I must confess a prejudice: I never liked the South African=born Bruce Mackenzie. He came to fore fighting for white colonist rights and the next thing you know he is flying the black nationalist flag. Something very fish I thought.

Excerpt reproduced with the kind permission of the de Souza family

Forward to Independence Fitz de Souza My Memoirs is available from Amazon Books


In an Introduction to Fitz’s book, Victoria Brittain (the former Guardian correspondent, author and playwright mentions: A fourth assassination, of Bruce Mackenzie, the Minister of Agriculture, a South African-born former RAF pilot in the Second World War came from outside and well illustrates the ruthless geopolitical high stakes world that did not suit de Souza. Mackenzie was killed when his airplane blew up over the Ngong Hills with a bomb placed in a present from Idi Amin of Uganda as payback for Mackenzie’s role in Kenya’s assistance to the Israelis’ ending of the 1976 Entebbe hostage crisis. An Air France plane was hijacked to Entebbe by a Palestinian splinter group of the PFLP and two German revolutionaries demanding the release of 40 Palestinian prisoners in Israel and 13 in four other countries. Forty-five Ugandan soldiers and three hostages were killed and 30 planes of the Ugandan air force destroyed by the Israeli rescue raid. The leader of the Israeli commandos was also killed – he was the older brother of Israeli Prime Minister Benjamin Netanyahu. Mossad’s chief had a forest planted in Israel in Mackenzie’s name. De Souza recounts a telling, earlier Mackenzie moment when they were together in London with Kenyatta after his release from prison. Kenyatta, who had no money, would enthusiastically eat three or four steaks at dinner, and they were staying at the Cumberland Hotel in central London, all well beyond their means. Mackenzie paid for everything and when de Souza protested and insisted on sharing the cost, told him that in fact he was not paying anything as the consul at the Israeli Embassy had arranged with the hotel owner, Joe Lyons, to cover all the group’s expenses.

• _Material_
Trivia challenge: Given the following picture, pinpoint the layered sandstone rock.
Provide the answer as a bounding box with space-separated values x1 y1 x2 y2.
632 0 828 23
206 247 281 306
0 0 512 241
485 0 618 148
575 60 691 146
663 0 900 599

• _Instruction 1_
For each statement, say yes or no depending on whether it agrees with the passage about Bruce Mackenzie, and quote the words from the passage that decide it. (a) Mackenzie's airplane blew up over the Ngong Hills. (b) The Entebbe hijackers demanded the release of 40 Palestinian prisoners in Israel. (c) De Souza paid for the group's stay at the Cumberland Hotel.
• _Instruction 2_
Transcribe word for word the part of the passage about Bruce Mackenzie that opens with the words containing "I must confess" and closes with "fish I thought.".

• _Finished answer 1_
(a) Yes: "Mackenzie was killed when his airplane blew up over the Ngong Hills"
(b) Yes: "demanding the release of 40 Palestinian prisoners in Israel"
(c) No: "Mackenzie paid for everything"

• _Finished answer 2_
I must confess a prejudice: I never liked the South African=born Bruce Mackenzie. He came to fore fighting for white colonist rights and the next thing you know he is flying the black nationalist flag. Something very fish I thought.